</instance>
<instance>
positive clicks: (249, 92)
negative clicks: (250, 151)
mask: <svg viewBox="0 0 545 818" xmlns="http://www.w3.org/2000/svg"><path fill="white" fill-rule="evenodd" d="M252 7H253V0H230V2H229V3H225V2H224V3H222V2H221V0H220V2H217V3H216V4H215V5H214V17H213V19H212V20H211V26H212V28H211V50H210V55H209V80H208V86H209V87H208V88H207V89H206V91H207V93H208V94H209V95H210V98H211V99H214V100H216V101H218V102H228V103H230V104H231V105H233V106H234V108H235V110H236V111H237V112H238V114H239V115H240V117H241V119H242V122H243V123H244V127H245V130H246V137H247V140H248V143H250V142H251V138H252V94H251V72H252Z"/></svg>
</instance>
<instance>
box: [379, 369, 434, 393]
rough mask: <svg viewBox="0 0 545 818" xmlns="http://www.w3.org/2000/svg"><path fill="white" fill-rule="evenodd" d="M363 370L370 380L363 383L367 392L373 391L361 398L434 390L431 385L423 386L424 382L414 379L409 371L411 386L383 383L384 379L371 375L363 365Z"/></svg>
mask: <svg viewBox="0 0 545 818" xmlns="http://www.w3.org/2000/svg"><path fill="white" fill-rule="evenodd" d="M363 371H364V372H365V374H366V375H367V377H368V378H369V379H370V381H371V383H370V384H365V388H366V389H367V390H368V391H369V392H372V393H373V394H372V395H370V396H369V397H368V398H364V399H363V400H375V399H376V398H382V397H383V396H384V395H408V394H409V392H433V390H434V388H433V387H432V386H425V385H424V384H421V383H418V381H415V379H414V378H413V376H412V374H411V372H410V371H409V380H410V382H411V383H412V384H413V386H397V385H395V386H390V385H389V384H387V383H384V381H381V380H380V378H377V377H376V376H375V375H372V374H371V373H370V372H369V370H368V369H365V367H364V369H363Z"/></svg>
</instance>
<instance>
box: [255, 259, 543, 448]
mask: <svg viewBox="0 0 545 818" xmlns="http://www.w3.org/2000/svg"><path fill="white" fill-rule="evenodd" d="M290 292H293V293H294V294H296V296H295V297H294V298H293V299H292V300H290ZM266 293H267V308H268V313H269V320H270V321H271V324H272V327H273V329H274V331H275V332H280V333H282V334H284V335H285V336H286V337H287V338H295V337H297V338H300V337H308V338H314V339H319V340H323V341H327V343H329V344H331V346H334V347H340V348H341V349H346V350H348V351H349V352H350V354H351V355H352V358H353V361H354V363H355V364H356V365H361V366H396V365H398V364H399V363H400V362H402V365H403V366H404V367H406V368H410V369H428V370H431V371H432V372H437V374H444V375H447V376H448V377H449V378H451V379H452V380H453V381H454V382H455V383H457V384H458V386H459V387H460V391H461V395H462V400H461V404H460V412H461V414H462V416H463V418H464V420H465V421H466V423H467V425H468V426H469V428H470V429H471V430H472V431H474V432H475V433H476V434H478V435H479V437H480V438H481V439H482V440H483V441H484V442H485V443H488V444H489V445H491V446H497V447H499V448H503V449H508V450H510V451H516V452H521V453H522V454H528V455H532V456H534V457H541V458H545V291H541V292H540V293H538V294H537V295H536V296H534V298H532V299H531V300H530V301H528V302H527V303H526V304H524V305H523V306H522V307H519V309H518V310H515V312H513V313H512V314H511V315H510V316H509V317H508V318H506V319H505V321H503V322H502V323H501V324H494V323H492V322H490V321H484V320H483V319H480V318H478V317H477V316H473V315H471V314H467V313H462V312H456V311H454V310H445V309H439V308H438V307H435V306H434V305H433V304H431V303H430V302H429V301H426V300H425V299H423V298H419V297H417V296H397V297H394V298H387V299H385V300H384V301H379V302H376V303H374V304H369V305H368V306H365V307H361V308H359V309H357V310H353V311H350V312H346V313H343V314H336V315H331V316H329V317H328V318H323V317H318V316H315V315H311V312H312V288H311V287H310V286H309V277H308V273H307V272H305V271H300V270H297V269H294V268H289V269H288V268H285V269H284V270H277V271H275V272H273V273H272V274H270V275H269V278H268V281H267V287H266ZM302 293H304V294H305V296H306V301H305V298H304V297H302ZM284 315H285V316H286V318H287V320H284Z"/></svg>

------------

## What is needed
For each entry above, write out an exact copy.

## Task solution
</instance>
<instance>
positive clicks: (249, 92)
negative clicks: (250, 151)
mask: <svg viewBox="0 0 545 818" xmlns="http://www.w3.org/2000/svg"><path fill="white" fill-rule="evenodd" d="M252 7H253V0H230V2H229V3H225V2H224V3H222V2H221V0H220V2H217V3H216V4H215V5H214V17H213V19H212V20H211V26H212V28H211V50H210V55H209V80H208V86H209V87H208V88H207V89H206V91H207V93H208V94H209V95H210V98H211V99H214V100H216V101H218V102H228V103H230V104H231V105H233V106H234V108H235V110H236V111H237V112H238V114H239V115H240V117H241V119H242V122H243V123H244V127H245V130H246V137H247V140H248V143H250V142H251V138H252V94H251V72H252Z"/></svg>
</instance>
<instance>
box: [379, 369, 434, 393]
rough mask: <svg viewBox="0 0 545 818" xmlns="http://www.w3.org/2000/svg"><path fill="white" fill-rule="evenodd" d="M363 370L370 380L363 383L367 392L373 391L361 398L434 390L431 385L423 386L424 382L414 379L409 371L411 386L383 383L384 379L371 375L363 365Z"/></svg>
mask: <svg viewBox="0 0 545 818" xmlns="http://www.w3.org/2000/svg"><path fill="white" fill-rule="evenodd" d="M363 371H364V372H365V374H366V375H367V377H368V378H369V379H370V381H371V383H370V384H365V388H366V389H367V390H368V391H369V392H372V393H373V394H372V395H370V396H369V397H368V398H364V399H363V400H375V399H376V398H382V397H383V396H384V395H408V394H409V392H433V390H434V388H433V387H432V386H425V385H424V384H421V383H418V381H415V379H414V378H413V376H412V374H411V372H410V371H409V380H410V382H411V383H412V384H413V386H397V385H395V386H390V385H389V384H387V383H384V381H381V380H380V378H377V377H376V376H375V375H372V374H371V373H370V372H369V370H368V369H365V367H364V369H363Z"/></svg>
</instance>
<instance>
box: [255, 259, 543, 448]
mask: <svg viewBox="0 0 545 818" xmlns="http://www.w3.org/2000/svg"><path fill="white" fill-rule="evenodd" d="M290 292H293V293H294V294H296V296H295V297H294V298H293V299H292V300H290ZM266 293H267V308H268V313H269V320H270V321H271V324H272V327H273V329H274V331H275V332H280V333H282V334H284V335H285V336H286V337H287V338H295V337H297V338H300V337H308V338H314V339H319V340H323V341H327V343H329V344H331V346H334V347H340V348H341V349H346V350H348V351H349V352H350V354H351V355H352V358H353V361H354V363H355V364H356V365H361V366H396V365H398V364H399V363H400V362H402V365H403V366H404V367H406V368H410V369H428V370H431V371H432V372H437V374H444V375H447V376H448V377H449V378H451V379H452V380H453V381H454V382H455V383H457V384H458V386H459V387H460V391H461V395H462V400H461V404H460V412H461V414H462V416H463V418H464V420H465V421H466V423H467V425H468V426H469V428H470V429H471V430H472V431H474V432H475V433H476V434H478V435H479V437H480V438H481V439H482V440H483V441H484V442H485V443H488V444H489V445H491V446H497V447H499V448H503V449H508V450H510V451H516V452H521V453H522V454H528V455H532V456H534V457H541V458H545V291H541V292H540V293H538V294H537V295H536V296H534V298H532V299H531V300H530V301H528V302H527V303H526V304H524V305H523V306H522V307H519V309H518V310H515V312H513V313H512V314H511V315H510V316H509V317H508V318H506V319H505V321H503V322H502V323H501V324H494V323H492V322H490V321H484V320H483V319H480V318H478V317H477V316H473V315H471V314H467V313H462V312H456V311H454V310H445V309H439V308H438V307H435V306H434V305H433V304H431V303H430V302H429V301H426V300H425V299H423V298H419V297H417V296H397V297H394V298H387V299H385V300H384V301H379V302H376V303H374V304H369V305H368V306H365V307H361V308H359V309H357V310H353V311H350V312H346V313H343V314H336V315H331V316H329V317H328V318H323V317H318V316H315V315H311V312H312V288H311V287H310V286H309V277H308V273H307V272H305V271H300V270H297V269H294V268H289V269H288V268H285V269H284V270H277V271H275V272H273V273H272V274H270V275H269V278H268V281H267V287H266ZM302 293H304V294H305V296H306V301H305V298H304V297H302ZM284 315H285V316H286V318H287V320H284Z"/></svg>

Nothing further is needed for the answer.